**CONSIGNES DE TRAVAIL:**
Répondez à ces questions sur le texte source ci-dessous :
(a) D'après le premier résumé, à quel style de vision Léonard de Vinci a-t-il ouvert la voie ?
(b) Quelle expression l'auteur du second résumé choisit-il pour désigner ce qui est commun aux sciences et aux travaux d'ingénierie ?
(c) Quelle ville figure dans le titre daté du dimanche 8 mai 2011 ?

**TEXTE SOURCE:**
Voici d’abord une traduction du résumé de l’intervention de Copenhague, et sa source :
 « Dès le premier âge de la modernité, la profession d’inventeur a généré des « styles de vision ». Léonard de Vinci a ainsi ouvert la voie à une visualisation qui devait aboutir à ce style de vision qui est aujourd’hui désigné par l’expression de « diagramme éclaté ». La conception et la visualisation opérées par nos ingénieurs découlent largement de cet esprit de la Renaissance, sous la forme de projections tridimensionnelles et même de procédés liés à la CAO (Conception Assistée par Ordinateur). Les pratiques de l’invention caractéristiques de la modernité tardive, liées au traitement informatique, sont désormais dynamiques, comme applications de la réalité virtuelle. Toutefois, il y a des limitations quant à de telles visualisations, aussi perfectionnées soient elles. Cette présentation illustrera et passera en revue cette histoire et indiquera dans quelles autres directions la visualisation qui est permise par les technologies contemporaines peut maintenant s’orienter. »


Et une traduction du résumé de l’article, beaucoup plus synthétique :
« Dans cet article je voudrais considérer l’étape qui permet de se lancer dans la reconnaissance de ce qui fonde ce que je désignerai désormais comme le « visualisme de la technoscience », expression qui  convient aussi bien à l’ensemble des sciences qu’aux travaux d’ingénierie,  puisqu’ils sont également des pratiques de l’invention et de l’image. Je mentionnerai très brièvement les grands ancêtres et les pairs qui aident à comprendre cette étape, passant alors à un examen de quelques moments importants dans le développement du visualisme de Vinci à la Conception Assistée par Ordinateur (la CAO), voire au-delà. »
Don Ihde (2009). From da Vinci to Cad and Beyond. Synthese 168 (3).
Volume 168, Number 3, 453-467, DOI: 10.1007/s11229-008-9445-0

Voici donc à peu près cerné le champ d’étude que nous allons explorer avec Don Ihde. Que représente l’œuvre et la personne de Léonard, comme peintre et ingénieur ? Qu’apprend-on avec lui du visualisme que nous pratiquons tous, comme monsieur Jourdain, sans savoir que nous le pratiquons ?

dimanche 8 mai 2011

Ihde à Jakarta

Dès lors qu'on commence à s'intéresser à Don Ihde, on est conduit à remarquer que sa philosophie a une portée universelle.

**DONNÉES FOURNIES:**
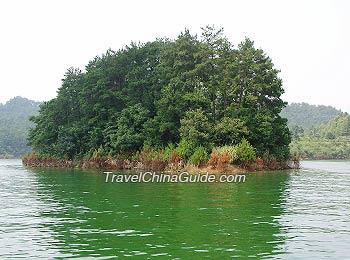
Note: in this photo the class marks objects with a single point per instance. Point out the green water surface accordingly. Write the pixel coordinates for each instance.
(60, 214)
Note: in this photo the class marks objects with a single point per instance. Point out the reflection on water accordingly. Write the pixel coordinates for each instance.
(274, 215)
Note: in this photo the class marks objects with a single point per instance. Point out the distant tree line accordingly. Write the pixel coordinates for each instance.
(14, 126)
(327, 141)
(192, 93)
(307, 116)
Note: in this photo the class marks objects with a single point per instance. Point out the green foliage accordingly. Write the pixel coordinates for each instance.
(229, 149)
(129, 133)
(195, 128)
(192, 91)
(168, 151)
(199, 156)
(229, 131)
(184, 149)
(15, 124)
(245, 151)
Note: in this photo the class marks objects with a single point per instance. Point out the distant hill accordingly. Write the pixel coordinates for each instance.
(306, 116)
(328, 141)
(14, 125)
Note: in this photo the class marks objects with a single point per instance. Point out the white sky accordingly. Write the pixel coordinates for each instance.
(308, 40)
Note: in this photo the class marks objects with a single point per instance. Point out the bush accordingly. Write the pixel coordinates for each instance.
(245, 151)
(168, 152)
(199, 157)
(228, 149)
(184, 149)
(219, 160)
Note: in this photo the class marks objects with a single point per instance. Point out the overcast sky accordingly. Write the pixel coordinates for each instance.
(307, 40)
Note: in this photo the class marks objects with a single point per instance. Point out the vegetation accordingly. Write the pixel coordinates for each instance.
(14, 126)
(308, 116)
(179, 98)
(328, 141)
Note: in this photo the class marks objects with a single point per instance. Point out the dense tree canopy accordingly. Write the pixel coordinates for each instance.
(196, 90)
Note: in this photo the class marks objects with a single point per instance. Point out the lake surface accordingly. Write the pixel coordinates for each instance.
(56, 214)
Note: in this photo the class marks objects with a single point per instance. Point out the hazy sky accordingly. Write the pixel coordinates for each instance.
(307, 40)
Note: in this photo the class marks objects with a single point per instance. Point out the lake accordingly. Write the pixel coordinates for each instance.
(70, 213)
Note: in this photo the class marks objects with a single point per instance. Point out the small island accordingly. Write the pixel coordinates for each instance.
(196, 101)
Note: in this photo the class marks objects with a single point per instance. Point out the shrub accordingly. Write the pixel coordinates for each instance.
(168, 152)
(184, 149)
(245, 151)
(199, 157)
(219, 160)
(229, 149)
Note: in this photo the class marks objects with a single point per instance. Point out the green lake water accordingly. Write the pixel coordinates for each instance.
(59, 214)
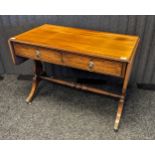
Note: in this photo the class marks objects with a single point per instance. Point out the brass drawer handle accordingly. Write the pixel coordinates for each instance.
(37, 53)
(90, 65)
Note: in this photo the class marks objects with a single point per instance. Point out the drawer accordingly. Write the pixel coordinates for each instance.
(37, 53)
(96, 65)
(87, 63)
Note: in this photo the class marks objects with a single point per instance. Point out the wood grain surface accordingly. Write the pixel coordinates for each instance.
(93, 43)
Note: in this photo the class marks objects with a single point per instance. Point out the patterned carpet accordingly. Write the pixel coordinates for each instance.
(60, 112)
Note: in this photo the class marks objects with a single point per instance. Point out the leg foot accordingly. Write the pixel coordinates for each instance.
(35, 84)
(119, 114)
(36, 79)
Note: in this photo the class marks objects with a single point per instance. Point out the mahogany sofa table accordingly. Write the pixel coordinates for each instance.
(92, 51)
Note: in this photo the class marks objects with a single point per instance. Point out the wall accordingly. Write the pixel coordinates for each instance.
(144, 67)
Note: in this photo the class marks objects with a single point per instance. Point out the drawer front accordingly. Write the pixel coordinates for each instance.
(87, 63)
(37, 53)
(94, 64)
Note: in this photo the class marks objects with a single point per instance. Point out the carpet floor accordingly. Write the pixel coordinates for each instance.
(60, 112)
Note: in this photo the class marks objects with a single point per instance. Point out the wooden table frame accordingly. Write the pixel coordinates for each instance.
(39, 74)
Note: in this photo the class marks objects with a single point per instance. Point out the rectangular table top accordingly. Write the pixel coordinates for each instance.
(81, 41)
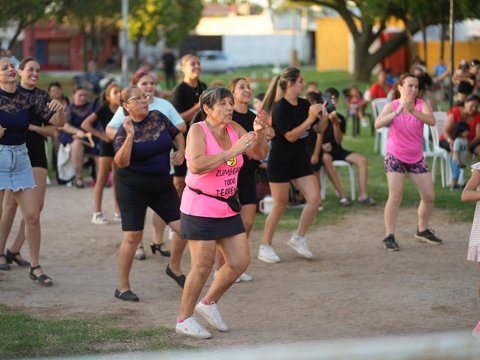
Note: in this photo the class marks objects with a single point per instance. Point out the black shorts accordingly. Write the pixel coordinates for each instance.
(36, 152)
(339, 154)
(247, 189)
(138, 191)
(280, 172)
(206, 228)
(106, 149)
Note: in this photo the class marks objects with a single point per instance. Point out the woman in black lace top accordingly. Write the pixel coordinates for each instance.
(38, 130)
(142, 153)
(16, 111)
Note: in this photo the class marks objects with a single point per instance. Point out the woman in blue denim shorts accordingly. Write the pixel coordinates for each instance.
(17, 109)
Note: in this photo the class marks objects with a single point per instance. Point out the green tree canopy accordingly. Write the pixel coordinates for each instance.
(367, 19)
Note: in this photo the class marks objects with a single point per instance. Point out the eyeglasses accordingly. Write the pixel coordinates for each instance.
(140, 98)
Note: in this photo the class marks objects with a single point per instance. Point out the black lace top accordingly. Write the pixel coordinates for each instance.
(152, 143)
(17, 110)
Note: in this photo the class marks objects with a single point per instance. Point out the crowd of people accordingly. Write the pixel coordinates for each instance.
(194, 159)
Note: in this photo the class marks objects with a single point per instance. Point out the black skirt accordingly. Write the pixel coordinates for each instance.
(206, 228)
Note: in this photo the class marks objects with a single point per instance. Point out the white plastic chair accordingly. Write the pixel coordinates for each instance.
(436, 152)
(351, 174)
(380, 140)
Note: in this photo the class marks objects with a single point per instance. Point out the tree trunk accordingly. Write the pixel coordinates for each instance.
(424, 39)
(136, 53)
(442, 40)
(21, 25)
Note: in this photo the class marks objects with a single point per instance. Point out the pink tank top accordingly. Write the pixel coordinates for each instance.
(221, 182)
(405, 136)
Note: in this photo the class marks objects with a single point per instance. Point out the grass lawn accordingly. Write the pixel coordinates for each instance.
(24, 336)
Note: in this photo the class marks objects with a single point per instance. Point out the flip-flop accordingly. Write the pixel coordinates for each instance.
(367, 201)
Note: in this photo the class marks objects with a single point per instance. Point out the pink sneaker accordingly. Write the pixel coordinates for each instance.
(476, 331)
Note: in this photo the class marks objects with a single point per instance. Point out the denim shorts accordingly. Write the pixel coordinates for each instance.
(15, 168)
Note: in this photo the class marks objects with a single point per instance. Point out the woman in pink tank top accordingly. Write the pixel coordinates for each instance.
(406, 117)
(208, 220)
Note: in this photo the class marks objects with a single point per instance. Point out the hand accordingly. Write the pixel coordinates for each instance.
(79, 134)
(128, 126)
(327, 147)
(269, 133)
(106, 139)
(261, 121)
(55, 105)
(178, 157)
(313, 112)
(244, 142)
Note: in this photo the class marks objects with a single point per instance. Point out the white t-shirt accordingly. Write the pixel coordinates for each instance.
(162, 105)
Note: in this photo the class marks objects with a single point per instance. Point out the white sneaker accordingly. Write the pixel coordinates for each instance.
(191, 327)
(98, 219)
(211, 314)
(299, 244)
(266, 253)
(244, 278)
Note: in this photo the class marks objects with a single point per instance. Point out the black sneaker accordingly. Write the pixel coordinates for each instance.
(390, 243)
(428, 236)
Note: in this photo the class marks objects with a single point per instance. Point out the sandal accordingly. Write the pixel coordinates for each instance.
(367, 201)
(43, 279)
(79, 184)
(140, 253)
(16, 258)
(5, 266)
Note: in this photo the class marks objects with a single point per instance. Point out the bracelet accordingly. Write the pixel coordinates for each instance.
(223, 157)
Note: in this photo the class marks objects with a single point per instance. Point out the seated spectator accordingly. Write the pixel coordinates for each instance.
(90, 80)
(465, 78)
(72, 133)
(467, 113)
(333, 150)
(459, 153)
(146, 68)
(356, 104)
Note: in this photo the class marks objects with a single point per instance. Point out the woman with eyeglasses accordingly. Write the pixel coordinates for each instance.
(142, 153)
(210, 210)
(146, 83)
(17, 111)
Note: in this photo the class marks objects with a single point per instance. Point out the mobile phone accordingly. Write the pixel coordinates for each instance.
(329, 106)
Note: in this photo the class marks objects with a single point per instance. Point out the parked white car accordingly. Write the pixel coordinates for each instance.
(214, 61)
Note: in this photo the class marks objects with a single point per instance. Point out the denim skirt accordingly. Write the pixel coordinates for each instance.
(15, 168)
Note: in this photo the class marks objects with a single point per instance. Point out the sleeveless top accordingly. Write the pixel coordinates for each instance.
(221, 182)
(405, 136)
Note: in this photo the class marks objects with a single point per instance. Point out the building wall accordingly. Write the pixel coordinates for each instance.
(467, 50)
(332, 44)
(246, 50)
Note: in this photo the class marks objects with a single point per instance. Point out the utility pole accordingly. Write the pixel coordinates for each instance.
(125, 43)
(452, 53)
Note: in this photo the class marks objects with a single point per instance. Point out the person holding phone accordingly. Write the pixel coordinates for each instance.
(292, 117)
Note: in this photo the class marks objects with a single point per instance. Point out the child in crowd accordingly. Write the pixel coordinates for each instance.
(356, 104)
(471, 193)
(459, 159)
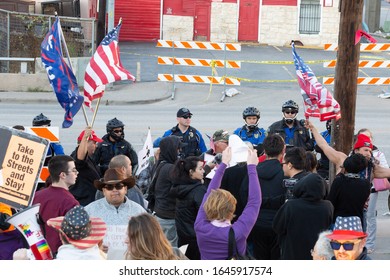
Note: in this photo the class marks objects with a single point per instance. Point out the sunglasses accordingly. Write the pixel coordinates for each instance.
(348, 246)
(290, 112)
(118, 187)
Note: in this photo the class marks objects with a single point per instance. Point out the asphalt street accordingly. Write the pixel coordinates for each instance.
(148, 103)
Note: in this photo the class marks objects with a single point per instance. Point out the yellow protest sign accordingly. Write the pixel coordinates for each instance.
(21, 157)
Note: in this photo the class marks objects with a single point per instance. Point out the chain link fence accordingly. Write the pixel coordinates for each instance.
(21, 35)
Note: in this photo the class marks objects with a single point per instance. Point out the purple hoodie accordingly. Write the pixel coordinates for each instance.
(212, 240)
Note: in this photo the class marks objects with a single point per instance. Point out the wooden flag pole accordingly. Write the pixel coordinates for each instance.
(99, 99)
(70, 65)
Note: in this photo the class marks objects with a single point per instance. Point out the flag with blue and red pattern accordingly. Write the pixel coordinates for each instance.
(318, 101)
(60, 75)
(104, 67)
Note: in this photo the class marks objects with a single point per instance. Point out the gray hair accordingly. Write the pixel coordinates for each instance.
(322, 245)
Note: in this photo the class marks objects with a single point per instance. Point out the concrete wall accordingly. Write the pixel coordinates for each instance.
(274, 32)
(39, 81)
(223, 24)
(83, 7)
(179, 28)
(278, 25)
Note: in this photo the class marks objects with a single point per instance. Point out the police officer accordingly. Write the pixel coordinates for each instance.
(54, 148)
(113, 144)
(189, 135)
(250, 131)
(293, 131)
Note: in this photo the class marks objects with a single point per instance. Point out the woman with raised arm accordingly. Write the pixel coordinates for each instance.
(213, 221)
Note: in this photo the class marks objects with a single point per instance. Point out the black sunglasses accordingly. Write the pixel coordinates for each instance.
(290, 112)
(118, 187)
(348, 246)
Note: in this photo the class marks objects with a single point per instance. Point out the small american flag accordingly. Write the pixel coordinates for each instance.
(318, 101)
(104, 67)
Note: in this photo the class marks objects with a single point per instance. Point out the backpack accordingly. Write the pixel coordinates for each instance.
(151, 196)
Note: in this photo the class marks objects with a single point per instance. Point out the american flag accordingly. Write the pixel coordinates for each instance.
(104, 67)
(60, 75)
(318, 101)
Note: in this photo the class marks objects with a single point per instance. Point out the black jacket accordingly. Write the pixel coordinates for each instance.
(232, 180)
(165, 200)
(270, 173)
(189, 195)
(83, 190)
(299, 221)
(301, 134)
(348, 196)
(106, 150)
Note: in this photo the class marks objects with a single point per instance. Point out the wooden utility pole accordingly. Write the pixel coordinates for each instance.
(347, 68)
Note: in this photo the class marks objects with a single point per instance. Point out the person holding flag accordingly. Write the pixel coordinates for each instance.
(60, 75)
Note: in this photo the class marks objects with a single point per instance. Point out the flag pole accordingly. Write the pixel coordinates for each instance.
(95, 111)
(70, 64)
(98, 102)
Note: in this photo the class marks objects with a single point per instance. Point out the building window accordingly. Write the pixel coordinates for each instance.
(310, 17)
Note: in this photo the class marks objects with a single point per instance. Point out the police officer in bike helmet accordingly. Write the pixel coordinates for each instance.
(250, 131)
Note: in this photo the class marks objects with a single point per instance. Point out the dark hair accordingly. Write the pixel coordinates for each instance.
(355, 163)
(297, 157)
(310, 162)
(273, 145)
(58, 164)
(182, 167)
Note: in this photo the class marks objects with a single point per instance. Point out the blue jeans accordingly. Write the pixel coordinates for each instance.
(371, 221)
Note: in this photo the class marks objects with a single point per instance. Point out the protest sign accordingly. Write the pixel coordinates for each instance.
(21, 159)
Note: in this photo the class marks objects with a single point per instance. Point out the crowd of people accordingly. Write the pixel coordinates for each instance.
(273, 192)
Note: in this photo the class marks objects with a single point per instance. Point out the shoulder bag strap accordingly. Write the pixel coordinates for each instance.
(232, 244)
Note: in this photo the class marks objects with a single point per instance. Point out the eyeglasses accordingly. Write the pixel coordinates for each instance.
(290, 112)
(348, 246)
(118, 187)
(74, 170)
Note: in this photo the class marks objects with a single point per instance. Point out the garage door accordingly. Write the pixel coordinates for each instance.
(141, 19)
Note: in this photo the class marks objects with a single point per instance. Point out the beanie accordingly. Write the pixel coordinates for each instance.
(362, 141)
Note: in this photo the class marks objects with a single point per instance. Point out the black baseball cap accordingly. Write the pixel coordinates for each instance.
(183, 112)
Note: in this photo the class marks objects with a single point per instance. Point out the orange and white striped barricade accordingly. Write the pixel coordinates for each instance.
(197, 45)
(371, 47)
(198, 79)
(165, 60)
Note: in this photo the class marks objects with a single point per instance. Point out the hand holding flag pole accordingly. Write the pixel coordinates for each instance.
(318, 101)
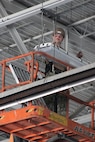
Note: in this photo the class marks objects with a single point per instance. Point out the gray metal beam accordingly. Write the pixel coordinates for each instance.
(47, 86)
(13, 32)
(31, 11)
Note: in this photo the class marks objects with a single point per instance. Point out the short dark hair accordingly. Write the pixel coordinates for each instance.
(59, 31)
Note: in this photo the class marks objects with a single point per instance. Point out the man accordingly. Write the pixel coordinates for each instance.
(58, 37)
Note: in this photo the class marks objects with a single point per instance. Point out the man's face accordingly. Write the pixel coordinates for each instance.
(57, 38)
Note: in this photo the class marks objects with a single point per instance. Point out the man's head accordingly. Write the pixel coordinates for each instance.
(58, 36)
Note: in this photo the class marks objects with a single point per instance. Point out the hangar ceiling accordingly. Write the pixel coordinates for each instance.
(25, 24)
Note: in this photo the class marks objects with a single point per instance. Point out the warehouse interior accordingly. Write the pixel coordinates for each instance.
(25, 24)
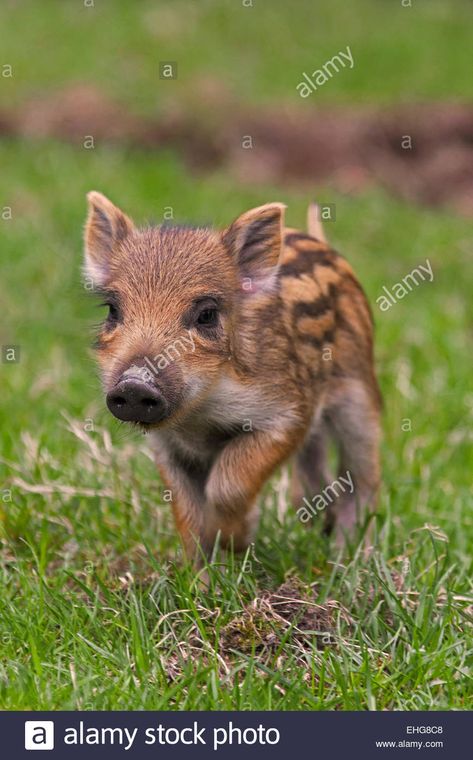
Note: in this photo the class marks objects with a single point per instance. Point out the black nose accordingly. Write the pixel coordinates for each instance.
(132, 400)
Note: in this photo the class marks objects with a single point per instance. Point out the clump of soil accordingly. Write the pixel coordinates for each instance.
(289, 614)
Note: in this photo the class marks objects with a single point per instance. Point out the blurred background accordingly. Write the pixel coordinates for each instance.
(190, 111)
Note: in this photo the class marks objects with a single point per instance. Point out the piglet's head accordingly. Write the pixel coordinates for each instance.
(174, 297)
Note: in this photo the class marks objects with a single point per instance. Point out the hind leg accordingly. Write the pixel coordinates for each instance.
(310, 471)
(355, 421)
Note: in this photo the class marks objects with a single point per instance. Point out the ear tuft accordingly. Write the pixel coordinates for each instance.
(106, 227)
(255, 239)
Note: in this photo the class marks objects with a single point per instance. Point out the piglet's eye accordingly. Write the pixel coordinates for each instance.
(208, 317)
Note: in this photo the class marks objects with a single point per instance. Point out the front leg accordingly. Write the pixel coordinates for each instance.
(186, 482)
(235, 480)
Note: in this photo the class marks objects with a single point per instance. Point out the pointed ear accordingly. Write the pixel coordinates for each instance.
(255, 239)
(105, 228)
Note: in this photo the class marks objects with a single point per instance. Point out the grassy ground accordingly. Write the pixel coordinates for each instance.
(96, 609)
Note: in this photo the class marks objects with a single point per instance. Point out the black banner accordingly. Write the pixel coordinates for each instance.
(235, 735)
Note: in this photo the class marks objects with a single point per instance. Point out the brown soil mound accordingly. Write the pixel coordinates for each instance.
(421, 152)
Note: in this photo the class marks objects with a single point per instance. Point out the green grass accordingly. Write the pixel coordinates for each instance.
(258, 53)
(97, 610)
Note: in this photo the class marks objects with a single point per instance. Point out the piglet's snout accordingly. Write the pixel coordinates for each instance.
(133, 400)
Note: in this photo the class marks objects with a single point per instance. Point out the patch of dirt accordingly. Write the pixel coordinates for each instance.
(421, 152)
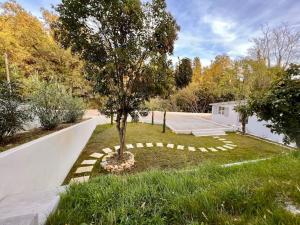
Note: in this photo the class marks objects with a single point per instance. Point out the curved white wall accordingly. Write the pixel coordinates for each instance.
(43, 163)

**EXERCICE CORRIGÉ:**
(a) Le « diagramme éclaté ».
(b) Le « visualisme de la technoscience ».
(c) Jakarta.